* Task objective: Reproduce everything word for word, from the line containing "Task: place one pin on each instance of the white station" down to the last of the lines below.

* Material for this task:
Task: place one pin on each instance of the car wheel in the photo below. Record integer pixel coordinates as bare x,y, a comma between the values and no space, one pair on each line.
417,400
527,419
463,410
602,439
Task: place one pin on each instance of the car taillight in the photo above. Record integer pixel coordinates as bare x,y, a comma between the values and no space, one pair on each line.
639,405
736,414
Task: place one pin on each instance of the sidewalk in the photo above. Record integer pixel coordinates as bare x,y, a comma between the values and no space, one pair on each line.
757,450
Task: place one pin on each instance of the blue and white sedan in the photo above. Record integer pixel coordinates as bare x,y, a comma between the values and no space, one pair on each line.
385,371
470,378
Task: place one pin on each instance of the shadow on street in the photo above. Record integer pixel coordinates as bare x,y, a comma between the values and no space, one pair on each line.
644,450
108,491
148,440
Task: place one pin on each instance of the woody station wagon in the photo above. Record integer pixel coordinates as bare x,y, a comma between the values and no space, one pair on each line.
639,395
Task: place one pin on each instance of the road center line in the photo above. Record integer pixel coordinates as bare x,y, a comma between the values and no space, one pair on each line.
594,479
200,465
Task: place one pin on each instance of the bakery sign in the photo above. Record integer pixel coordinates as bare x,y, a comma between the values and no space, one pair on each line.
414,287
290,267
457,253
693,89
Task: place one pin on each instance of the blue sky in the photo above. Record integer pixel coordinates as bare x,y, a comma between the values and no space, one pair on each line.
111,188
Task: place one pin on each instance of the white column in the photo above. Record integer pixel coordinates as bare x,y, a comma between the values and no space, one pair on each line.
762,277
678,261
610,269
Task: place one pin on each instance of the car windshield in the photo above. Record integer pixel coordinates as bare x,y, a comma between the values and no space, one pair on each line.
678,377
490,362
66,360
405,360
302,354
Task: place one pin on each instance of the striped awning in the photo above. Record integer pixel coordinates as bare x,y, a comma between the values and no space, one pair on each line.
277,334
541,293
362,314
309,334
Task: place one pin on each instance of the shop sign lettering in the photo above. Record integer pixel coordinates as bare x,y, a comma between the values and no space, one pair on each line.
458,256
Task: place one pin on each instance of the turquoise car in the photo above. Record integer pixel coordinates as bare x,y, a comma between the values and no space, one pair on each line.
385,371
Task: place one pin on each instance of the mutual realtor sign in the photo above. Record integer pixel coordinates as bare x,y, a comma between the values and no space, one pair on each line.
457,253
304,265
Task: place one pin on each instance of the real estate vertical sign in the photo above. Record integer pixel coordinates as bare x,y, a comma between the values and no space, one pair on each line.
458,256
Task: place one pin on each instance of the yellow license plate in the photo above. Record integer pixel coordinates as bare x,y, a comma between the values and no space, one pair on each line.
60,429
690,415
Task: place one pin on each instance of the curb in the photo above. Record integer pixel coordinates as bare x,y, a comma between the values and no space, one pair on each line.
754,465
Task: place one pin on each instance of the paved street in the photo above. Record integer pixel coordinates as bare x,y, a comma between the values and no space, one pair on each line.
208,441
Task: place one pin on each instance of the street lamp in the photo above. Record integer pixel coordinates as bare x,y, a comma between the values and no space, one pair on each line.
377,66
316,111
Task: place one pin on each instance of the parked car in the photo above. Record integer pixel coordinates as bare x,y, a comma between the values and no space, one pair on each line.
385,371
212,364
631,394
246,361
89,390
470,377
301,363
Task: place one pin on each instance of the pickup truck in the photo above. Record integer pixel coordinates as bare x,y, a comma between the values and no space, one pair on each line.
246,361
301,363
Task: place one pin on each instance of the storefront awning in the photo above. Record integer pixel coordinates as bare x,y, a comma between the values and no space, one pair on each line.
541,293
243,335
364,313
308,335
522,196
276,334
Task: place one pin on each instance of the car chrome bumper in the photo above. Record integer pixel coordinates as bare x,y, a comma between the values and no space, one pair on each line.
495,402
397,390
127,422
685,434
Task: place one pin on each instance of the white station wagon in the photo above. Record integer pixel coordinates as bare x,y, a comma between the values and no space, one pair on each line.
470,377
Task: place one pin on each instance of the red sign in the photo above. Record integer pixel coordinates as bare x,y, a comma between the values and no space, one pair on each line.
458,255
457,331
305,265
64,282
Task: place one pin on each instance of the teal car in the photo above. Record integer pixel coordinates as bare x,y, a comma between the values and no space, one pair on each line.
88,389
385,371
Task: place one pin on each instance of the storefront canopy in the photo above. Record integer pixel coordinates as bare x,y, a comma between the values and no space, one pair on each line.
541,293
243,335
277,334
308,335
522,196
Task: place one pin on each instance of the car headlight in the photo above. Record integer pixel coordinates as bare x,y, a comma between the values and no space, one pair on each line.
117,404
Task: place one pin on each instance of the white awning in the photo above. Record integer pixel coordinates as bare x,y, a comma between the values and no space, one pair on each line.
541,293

* Answer to this exercise:
Task: place one pin on each instance of the white station wagon in the photo above. Record integer pixel coordinates as bare x,y, a comma between the values and no space, one pair on each line.
470,377
Task: place one pin on each instance of the red sign in the photo above. Record integer pixel coordinates as bare x,y, a comma between the values and no space, one pair on each line.
458,255
457,331
305,265
64,282
Task: place one pin on each instance of the teal car in the photo above. Record integer pixel coordinates as bare x,y, a comma between the values and no space, one pair on each line.
88,389
385,371
Task: place one pin on each instance of the storefront canopy in the photo above. Record integer pixel coordinates as bare x,y, a comma between the values and no space, one pair on each line.
541,293
243,335
277,334
308,335
522,196
Task: place one pin on each instance of the car headlight in the photo above. Record integer pixel coordinates as bare x,y, a comma between the values and no space, one pair on each line.
117,404
Task: place one pin on each instance of the white awning in the photo above. Record integer pixel coordinates as bare x,y, a comma between the values and no space, one pair on each line.
541,293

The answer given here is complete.